§ WHAT YOU WILL DO:
Convert every line of the rows below into a JSON list of strings, with one string per line and blank lines omitted.

[Rows from a pointing dataset]
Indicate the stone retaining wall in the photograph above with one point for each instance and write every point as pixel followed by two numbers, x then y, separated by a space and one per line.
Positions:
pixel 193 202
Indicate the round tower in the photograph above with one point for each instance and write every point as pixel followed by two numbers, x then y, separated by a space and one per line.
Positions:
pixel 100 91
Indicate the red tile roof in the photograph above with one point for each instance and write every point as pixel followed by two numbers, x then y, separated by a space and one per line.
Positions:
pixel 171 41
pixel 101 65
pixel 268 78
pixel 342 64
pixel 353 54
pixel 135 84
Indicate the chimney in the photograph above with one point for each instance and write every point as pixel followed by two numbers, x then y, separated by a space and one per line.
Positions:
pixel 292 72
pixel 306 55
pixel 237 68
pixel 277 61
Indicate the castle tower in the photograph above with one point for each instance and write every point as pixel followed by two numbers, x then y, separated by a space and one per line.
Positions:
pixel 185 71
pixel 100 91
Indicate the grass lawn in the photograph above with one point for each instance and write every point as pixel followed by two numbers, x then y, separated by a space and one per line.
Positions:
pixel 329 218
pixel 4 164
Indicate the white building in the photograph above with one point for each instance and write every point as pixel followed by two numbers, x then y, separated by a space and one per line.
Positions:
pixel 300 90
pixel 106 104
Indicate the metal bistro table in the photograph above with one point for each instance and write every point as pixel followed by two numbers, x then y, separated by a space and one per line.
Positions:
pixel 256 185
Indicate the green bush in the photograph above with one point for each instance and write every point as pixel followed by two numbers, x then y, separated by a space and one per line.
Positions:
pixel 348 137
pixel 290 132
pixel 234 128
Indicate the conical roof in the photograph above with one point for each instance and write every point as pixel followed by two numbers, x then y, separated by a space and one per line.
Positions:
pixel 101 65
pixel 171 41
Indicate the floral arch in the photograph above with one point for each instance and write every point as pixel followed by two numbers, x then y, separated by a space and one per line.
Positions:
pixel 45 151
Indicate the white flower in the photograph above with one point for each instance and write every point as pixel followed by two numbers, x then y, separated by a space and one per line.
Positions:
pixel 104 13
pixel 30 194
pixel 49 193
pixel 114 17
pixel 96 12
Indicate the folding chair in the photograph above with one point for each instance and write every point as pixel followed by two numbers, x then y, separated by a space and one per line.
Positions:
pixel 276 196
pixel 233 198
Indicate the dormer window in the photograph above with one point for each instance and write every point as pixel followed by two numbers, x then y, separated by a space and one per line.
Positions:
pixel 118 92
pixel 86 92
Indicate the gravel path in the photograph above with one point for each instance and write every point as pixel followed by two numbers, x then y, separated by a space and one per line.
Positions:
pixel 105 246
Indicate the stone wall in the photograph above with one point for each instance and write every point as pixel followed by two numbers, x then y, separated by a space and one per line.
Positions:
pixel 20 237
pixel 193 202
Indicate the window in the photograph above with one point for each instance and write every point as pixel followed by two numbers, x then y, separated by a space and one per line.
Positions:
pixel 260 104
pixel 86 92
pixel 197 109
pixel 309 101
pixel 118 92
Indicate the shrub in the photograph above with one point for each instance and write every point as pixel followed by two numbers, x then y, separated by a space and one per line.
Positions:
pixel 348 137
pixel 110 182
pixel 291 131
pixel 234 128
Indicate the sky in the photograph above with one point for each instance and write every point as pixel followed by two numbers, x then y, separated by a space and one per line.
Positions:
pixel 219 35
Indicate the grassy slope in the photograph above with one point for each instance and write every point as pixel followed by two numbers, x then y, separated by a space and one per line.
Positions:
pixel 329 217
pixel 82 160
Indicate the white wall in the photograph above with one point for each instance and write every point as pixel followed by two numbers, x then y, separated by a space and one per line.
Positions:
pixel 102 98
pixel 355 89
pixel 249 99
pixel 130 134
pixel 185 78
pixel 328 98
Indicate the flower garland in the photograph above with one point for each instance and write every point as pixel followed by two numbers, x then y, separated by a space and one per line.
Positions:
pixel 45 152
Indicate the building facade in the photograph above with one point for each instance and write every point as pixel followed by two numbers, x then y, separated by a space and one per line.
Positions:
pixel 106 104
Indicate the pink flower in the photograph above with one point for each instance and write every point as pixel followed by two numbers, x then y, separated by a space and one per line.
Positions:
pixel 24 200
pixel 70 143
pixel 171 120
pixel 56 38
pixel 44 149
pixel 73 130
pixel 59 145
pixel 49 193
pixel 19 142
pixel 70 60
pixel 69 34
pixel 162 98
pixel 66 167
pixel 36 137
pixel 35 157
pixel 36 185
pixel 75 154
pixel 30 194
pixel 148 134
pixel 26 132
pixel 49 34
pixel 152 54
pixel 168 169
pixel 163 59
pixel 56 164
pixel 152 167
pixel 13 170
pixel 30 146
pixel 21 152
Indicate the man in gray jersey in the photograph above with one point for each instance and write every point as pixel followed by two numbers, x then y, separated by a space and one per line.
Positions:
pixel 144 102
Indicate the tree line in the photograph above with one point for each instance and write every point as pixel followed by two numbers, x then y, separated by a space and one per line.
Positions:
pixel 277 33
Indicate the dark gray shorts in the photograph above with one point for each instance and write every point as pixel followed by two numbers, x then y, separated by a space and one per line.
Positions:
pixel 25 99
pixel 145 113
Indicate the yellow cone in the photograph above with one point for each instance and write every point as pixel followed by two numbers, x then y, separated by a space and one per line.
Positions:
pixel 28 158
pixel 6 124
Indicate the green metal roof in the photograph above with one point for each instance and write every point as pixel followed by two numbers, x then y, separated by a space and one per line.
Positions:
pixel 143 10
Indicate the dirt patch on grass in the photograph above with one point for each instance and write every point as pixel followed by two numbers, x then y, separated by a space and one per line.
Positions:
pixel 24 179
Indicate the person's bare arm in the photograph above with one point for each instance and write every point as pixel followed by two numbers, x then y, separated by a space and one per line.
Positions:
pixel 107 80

§ WRITTEN RESPONSE:
[
  "Indicate the stone retaining wall in the photograph above with one point for each instance and write every point as pixel followed by two numbers, x then y, separated by a space and one per line.",
  "Positions:",
  "pixel 193 202",
  "Indicate the round tower in the photograph above with one point for each instance and write every point as pixel followed by two numbers, x then y, separated by a space and one per line.",
  "Positions:",
  "pixel 100 91",
  "Indicate the red tile roof in the photograph above with one point for each instance and write every point as pixel followed by two numbers, x then y, separated by a space and one per line.",
  "Positions:",
  "pixel 171 41",
  "pixel 101 65",
  "pixel 268 78",
  "pixel 342 64",
  "pixel 353 54",
  "pixel 135 84",
  "Indicate the chimney in the photograph above with one point for each instance and write every point as pixel followed by two numbers, x then y, separated by a space and one per line.",
  "Positions:",
  "pixel 292 72",
  "pixel 306 55",
  "pixel 237 68",
  "pixel 277 61",
  "Indicate the castle tower in the photograph above with one point for each instance and write every point as pixel followed by two numbers, x then y, separated by a space and one per line.",
  "Positions:",
  "pixel 185 71",
  "pixel 100 91",
  "Indicate the grass lawn in the photograph above with one point for each instance and write every point as pixel followed by two numbers, x then y, separated by a space and one per line.",
  "Positions:",
  "pixel 329 218",
  "pixel 4 164",
  "Indicate the white building in the photograph above with one point for each instance and write every point as pixel followed by two numbers, x then y, separated by a space and one per line.",
  "Positions:",
  "pixel 300 90",
  "pixel 106 104",
  "Indicate the metal bistro table in the photograph above with one point for each instance and write every point as pixel followed by two numbers, x then y, separated by a space and one per line.",
  "Positions:",
  "pixel 256 185",
  "Indicate the green bush in the photograph above with one point for each instance and write every point as pixel followed by two numbers, x then y, separated by a space and one per line.",
  "Positions:",
  "pixel 348 137",
  "pixel 290 132",
  "pixel 234 128",
  "Indicate the conical roof in the photograph above with one point for each instance and write every point as pixel followed by two numbers, x then y, separated by a space and one per line.",
  "Positions:",
  "pixel 101 65",
  "pixel 171 41",
  "Indicate the floral arch in the photograph above with one point for each instance and write every point as pixel followed by two numbers, x then y, separated by a space and one per line.",
  "Positions:",
  "pixel 45 151",
  "Indicate the white flower in the photograph above with one point for each instance and write every point as pixel followed by two numbers, x then y, separated by a space and one per line.",
  "Positions:",
  "pixel 104 13",
  "pixel 30 194",
  "pixel 49 193",
  "pixel 114 17",
  "pixel 96 12",
  "Indicate the folding chair in the photograph above with one point for each instance and write every point as pixel followed by two numbers, x then y, separated by a space and one per line.",
  "Positions:",
  "pixel 276 196",
  "pixel 233 198",
  "Indicate the dormer window in the photograph above with one point for each instance and write every point as pixel followed by two numbers, x then y, separated by a space and one per line.",
  "Positions:",
  "pixel 118 92",
  "pixel 86 92",
  "Indicate the gravel path in the photograph above with one point for each instance and write every point as pixel followed by two numbers, x then y, separated by a space and one per line.",
  "Positions:",
  "pixel 105 246",
  "Indicate the stone wall in the photograph above with one point for each instance and write every point as pixel followed by two numbers, x then y, separated by a space and one per line.",
  "Positions:",
  "pixel 20 237",
  "pixel 193 202",
  "Indicate the window in the photograph above with one point for each instance and write every point as pixel followed by two numbers, x then y, separated by a space and one per line.",
  "Positions:",
  "pixel 260 104",
  "pixel 86 92",
  "pixel 197 109",
  "pixel 309 101",
  "pixel 118 92",
  "Indicate the shrub in the photograph above with one point for each instance and write every point as pixel followed by two numbers, x then y, separated by a space and one per line.",
  "Positions:",
  "pixel 348 137",
  "pixel 110 182",
  "pixel 291 131",
  "pixel 234 128",
  "Indicate the sky in the photograph above with one point for each instance and write every point as pixel followed by two numbers, x then y, separated by a space and one per line.",
  "Positions:",
  "pixel 219 35",
  "Indicate the grassy slope in the photograph above with one point for each instance and write every point as pixel followed by two numbers, x then y, separated by a space and one per line.",
  "Positions:",
  "pixel 329 217",
  "pixel 82 160",
  "Indicate the white wall in the photograph above with one point for each instance and write every point as pixel followed by two numbers, x then y, separated by a space and one per line.",
  "Positions:",
  "pixel 102 98",
  "pixel 355 89",
  "pixel 249 99",
  "pixel 130 134",
  "pixel 185 78",
  "pixel 328 98",
  "Indicate the flower garland in the photograph above with one point for each instance and write every point as pixel followed by two numbers, x then y, separated by a space and one per line.",
  "Positions:",
  "pixel 45 152",
  "Indicate the building facade in the photograph above with one point for each instance and write every point as pixel followed by two numbers, x then y, separated by a space and one per line.",
  "Positions:",
  "pixel 106 104",
  "Indicate the pink flower in the photograph above with one point for each instance and write every point as pixel followed by two numbers, x then y, separated by a space and one per line.",
  "Positions:",
  "pixel 24 200",
  "pixel 70 143",
  "pixel 171 120",
  "pixel 56 38",
  "pixel 44 149",
  "pixel 73 130",
  "pixel 59 145",
  "pixel 49 193",
  "pixel 19 142",
  "pixel 70 60",
  "pixel 69 34",
  "pixel 162 98",
  "pixel 66 167",
  "pixel 36 137",
  "pixel 35 157",
  "pixel 36 185",
  "pixel 75 154",
  "pixel 30 194",
  "pixel 148 134",
  "pixel 26 132",
  "pixel 49 34",
  "pixel 152 54",
  "pixel 168 169",
  "pixel 163 59",
  "pixel 56 164",
  "pixel 152 167",
  "pixel 13 170",
  "pixel 30 146",
  "pixel 21 152",
  "Indicate the man in gray jersey in the photograph above with one point for each instance and write every point as pixel followed by two numbers, x then y, separated by a space and one per line.",
  "Positions:",
  "pixel 144 102",
  "Indicate the tree line in the photograph above with one point for each instance and write every point as pixel followed by two numbers, x then y, separated by a space and one per line.",
  "Positions:",
  "pixel 277 33",
  "Indicate the dark gray shorts in the photograph above with one point for each instance and write every point as pixel followed by two numbers, x then y, separated by a space and one per line.",
  "Positions:",
  "pixel 25 99",
  "pixel 145 113",
  "Indicate the yellow cone in the photograph above with one point for each instance and write every point as pixel followed by two numbers, x then y, separated by a space and one per line.",
  "Positions:",
  "pixel 28 158",
  "pixel 6 124",
  "Indicate the green metal roof in the photograph above with one point for each instance and write every point as pixel followed by two numbers, x then y, separated by a space and one per line.",
  "Positions:",
  "pixel 143 10",
  "Indicate the dirt patch on grass in the photograph above with one point for each instance and write every point as pixel followed by two numbers, x then y, separated by a space and one per line.",
  "Positions:",
  "pixel 24 179",
  "Indicate the person's bare arm in the photograph above with one point for each instance and write every point as pixel followed by two numbers, x then y, separated by a space and one per line.",
  "Positions:",
  "pixel 107 80"
]